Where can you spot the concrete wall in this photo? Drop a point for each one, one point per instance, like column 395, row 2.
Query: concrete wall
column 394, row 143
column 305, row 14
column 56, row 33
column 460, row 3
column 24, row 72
════════
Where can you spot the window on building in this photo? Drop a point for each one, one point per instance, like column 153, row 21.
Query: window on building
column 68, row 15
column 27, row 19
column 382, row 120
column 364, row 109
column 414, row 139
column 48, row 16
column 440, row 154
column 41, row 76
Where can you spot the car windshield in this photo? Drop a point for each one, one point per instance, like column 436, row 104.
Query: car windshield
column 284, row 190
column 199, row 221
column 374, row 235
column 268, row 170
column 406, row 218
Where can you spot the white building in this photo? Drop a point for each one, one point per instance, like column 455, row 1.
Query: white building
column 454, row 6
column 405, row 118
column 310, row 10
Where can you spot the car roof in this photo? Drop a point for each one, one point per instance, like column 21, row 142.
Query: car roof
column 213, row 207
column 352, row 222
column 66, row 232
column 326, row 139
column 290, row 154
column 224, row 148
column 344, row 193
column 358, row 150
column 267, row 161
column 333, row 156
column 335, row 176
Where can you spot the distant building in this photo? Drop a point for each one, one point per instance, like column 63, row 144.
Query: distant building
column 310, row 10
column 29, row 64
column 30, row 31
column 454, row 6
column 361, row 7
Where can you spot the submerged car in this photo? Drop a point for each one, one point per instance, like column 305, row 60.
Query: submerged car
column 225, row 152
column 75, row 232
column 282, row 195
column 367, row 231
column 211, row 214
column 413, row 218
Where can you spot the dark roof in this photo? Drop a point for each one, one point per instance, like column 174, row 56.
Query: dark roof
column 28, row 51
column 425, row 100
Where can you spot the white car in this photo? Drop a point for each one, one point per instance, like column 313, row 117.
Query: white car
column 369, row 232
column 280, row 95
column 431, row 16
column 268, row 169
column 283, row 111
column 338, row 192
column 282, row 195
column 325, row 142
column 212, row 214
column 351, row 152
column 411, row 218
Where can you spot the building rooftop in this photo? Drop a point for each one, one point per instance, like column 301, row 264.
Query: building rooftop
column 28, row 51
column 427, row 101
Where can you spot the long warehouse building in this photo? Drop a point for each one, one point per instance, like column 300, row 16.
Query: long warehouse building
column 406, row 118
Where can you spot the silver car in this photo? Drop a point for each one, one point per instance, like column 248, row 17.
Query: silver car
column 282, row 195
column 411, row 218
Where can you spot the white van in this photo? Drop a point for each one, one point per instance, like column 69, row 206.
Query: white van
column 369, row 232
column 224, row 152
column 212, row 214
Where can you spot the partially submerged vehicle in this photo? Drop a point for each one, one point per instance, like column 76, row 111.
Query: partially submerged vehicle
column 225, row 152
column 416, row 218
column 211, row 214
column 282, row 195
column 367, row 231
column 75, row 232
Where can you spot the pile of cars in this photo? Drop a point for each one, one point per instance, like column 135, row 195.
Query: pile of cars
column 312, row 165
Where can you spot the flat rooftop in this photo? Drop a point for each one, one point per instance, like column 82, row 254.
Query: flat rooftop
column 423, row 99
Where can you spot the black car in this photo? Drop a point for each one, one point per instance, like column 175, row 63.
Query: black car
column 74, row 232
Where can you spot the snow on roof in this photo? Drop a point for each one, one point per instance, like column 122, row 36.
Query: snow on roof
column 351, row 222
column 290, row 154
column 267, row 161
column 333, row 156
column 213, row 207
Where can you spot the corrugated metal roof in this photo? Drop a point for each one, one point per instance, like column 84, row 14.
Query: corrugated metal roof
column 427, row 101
════════
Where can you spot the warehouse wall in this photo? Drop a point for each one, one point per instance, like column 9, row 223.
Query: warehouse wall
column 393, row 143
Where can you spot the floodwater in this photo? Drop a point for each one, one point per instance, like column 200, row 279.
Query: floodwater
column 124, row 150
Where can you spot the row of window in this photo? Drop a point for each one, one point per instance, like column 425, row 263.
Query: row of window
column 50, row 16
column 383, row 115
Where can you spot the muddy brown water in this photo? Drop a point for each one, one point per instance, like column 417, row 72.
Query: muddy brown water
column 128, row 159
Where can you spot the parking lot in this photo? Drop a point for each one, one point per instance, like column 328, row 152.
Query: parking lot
════════
Render the material from the line with "Where can you spot the muddy" through the line with "column 128, row 159" as a two-column CSV with the headers instruction and response. Use one row per instruction, put each field in quotes, and replace line breaks with spaces.

TASK RESULT:
instruction,response
"Where can you spot the muddy brown water in this photo? Drop a point for each one, one point per instance, like column 417, row 72. Query: muddy brown water","column 128, row 159"